Task directions
From the listing below, extract verbatim the lines starting at the one containing "the **raised arm**?" and ending at the one containing "31L49 47L49 60L51", both included. Omit the pictures.

Task input
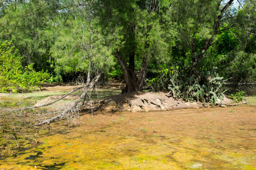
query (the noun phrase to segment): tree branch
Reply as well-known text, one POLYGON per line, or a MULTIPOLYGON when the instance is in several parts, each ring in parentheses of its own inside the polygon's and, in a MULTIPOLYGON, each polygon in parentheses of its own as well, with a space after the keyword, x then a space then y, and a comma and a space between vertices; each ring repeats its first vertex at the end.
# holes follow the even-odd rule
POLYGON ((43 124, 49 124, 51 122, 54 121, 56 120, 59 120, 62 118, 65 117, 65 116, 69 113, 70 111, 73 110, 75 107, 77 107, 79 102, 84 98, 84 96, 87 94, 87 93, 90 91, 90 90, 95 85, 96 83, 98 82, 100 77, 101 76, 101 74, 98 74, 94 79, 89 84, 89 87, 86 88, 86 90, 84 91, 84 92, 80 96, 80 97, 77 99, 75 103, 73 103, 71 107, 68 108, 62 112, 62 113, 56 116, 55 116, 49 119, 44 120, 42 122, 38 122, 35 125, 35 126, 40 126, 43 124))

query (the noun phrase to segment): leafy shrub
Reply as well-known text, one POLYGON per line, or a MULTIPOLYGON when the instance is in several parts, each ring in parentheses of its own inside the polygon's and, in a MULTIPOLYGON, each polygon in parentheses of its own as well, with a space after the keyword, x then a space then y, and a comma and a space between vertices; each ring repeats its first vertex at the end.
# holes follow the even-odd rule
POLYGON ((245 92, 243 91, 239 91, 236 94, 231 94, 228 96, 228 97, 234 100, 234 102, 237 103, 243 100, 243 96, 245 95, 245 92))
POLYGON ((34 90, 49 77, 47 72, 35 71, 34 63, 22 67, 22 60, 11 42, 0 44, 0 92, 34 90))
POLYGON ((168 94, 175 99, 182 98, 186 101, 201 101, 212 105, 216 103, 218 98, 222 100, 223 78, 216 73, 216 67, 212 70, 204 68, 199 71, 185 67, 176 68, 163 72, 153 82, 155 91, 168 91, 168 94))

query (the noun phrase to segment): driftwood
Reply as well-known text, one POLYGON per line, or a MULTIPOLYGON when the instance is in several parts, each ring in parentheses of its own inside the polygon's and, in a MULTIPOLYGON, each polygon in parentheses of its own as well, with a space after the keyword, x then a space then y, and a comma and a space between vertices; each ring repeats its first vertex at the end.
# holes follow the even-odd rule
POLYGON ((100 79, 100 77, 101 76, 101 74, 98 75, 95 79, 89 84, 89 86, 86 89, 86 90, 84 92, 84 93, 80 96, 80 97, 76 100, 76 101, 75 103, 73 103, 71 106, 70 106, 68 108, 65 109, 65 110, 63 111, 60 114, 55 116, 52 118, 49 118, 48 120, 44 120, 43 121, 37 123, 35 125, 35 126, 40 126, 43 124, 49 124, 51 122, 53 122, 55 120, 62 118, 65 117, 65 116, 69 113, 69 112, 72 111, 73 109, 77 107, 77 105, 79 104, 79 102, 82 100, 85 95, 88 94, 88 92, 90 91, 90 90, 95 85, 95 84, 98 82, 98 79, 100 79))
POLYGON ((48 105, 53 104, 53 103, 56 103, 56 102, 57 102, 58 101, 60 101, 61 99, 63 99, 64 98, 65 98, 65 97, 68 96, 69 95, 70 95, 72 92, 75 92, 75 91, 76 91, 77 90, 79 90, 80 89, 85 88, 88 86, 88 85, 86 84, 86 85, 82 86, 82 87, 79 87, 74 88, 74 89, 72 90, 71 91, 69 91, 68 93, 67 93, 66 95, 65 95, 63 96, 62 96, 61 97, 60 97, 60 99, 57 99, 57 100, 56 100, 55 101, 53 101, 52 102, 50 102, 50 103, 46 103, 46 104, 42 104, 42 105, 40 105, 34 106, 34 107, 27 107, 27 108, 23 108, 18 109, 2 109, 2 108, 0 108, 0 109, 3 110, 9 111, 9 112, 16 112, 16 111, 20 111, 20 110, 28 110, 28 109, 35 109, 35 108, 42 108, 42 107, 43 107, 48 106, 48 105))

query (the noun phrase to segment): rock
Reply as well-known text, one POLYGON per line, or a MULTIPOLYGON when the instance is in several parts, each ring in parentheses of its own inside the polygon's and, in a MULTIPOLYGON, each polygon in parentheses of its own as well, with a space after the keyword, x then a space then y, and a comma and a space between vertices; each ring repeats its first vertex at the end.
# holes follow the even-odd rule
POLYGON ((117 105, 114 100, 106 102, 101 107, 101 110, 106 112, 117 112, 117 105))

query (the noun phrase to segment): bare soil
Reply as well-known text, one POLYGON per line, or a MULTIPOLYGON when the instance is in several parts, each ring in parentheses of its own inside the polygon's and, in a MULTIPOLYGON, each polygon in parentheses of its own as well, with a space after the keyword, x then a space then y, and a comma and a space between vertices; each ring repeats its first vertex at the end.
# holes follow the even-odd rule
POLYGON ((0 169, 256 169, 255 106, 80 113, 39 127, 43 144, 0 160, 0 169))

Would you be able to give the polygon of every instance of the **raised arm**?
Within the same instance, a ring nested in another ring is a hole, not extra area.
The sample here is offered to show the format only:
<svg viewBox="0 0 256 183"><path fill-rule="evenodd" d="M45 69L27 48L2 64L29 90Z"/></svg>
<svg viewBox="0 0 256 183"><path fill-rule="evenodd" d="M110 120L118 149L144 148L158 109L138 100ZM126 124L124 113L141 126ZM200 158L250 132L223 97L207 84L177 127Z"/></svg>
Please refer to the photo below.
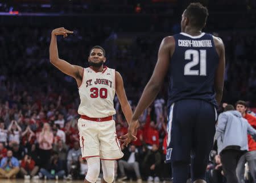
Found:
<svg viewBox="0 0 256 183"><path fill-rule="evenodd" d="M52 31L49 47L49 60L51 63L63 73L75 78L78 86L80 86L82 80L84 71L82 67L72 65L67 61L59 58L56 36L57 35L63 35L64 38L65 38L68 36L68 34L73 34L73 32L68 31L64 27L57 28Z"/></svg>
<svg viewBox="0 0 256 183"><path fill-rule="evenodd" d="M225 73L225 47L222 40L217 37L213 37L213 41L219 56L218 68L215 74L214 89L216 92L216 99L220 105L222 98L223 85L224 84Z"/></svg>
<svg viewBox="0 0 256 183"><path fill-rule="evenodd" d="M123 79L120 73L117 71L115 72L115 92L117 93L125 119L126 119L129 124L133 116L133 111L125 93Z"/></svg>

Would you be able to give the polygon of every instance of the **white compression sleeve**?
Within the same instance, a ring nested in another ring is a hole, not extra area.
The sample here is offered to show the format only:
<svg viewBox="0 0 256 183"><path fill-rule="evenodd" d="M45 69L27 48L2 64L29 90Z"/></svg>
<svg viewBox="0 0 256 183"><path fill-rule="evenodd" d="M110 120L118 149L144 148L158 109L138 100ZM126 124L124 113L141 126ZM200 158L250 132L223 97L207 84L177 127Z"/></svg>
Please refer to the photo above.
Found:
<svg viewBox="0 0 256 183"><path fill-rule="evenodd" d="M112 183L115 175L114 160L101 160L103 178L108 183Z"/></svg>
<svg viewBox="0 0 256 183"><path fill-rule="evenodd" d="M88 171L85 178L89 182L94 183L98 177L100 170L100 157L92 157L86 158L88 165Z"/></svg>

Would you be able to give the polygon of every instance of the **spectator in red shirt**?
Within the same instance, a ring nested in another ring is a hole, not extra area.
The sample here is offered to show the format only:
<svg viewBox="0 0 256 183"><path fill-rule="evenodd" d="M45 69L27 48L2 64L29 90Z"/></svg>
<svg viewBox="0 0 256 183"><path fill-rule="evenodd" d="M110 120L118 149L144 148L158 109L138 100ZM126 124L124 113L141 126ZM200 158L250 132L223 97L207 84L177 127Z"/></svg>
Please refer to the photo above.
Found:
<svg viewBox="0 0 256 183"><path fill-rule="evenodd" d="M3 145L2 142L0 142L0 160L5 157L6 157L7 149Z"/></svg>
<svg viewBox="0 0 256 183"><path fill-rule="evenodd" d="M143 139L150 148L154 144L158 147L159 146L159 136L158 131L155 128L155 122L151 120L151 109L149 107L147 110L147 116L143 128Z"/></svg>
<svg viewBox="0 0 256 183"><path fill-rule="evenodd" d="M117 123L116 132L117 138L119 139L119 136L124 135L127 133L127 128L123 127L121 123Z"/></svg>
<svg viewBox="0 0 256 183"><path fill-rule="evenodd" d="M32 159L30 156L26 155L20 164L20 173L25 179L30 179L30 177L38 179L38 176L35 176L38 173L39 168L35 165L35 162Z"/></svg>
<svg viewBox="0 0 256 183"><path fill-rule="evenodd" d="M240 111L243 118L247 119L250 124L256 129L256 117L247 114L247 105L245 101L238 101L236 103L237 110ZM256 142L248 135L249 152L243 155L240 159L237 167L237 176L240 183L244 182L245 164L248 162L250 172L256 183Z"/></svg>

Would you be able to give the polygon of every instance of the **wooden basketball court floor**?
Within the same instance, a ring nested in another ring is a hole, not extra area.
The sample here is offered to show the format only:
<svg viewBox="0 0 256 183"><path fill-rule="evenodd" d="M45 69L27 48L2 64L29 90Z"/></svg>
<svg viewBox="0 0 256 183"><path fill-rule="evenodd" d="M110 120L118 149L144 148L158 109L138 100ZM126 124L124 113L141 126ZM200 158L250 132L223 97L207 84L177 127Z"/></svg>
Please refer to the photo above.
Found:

Response
Would you be able to give the polygon of every instance of the **raised arm**?
Within the same instance, a ring nested in another ring is a hole, not extra area.
The sample here is offered to show the format only:
<svg viewBox="0 0 256 183"><path fill-rule="evenodd" d="M45 69L27 48L2 64L29 90Z"/></svg>
<svg viewBox="0 0 256 183"><path fill-rule="evenodd" d="M110 120L118 149L144 148L158 109L138 100ZM126 124L124 113L141 126ZM200 158L250 132L223 97L207 84L177 127Z"/></svg>
Please refer to the photo below.
Found:
<svg viewBox="0 0 256 183"><path fill-rule="evenodd" d="M52 31L49 47L49 60L51 63L63 73L75 78L78 86L80 86L82 80L84 71L82 67L72 65L67 61L59 58L56 36L57 35L63 35L64 38L65 38L68 36L68 34L73 34L73 32L68 31L64 27L57 28Z"/></svg>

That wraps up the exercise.